■ FONTE:
______________________________

Le soste si fanno sempre più frequenti. Servono a poco perché l’Ospizio sembra
sempre lontano.
Finalmente
su un sentiero degno di tale appellativo, superiamo l’ultimo tratto in salita
della giornata. Ecco, laggiù al termine dei pratoni ci aspetta il piazzale ed
il meritato riposo.
Un
ultimo sforzo, mezz’ora ancora, percorsa lungo il sentiero che si snoda fra
l’erba e i rododendri, nel silenzio della stanchezza, interrotto solo dal
belare di un piccolo gregge di pecore scozzesi. Alle sette e mezza di sera, col
sole che ormai sta calando arriviamo al parcheggio. Scatto una ultima foto ad
una marmotta che ci guarda.

______________________________

■ RIGHE DI DATI:
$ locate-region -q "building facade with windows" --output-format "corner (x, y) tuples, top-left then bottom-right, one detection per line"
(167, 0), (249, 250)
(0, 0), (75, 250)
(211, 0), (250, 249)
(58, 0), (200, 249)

______________________________

■ CONSEGNE:
(1) Nel brano sull'escursione, a che ora si arriva al parcheggio?
(2) Trascrivi dal brano sull'escursione il passo che comincia con "Le soste si" e finisce con "il meritato riposo.".
(3) Come si traduce in inglese questa frase del brano sull'escursione: "Alle sette e mezza di sera, col sole che ormai sta calando arriviamo al parcheggio."?

■ RISULTATI:
(1) Alle sette e mezza di sera.

(2)
Le soste si fanno sempre più frequenti. Servono a poco perché l’Ospizio sembra
sempre lontano.
Finalmente
su un sentiero degno di tale appellativo, superiamo l’ultimo tratto in salita
della giornata. Ecco, laggiù al termine dei pratoni ci aspetta il piazzale ed
il meritato riposo.

(3) At seven thirty in the evening, with the sun now going down, we reach the parking lot.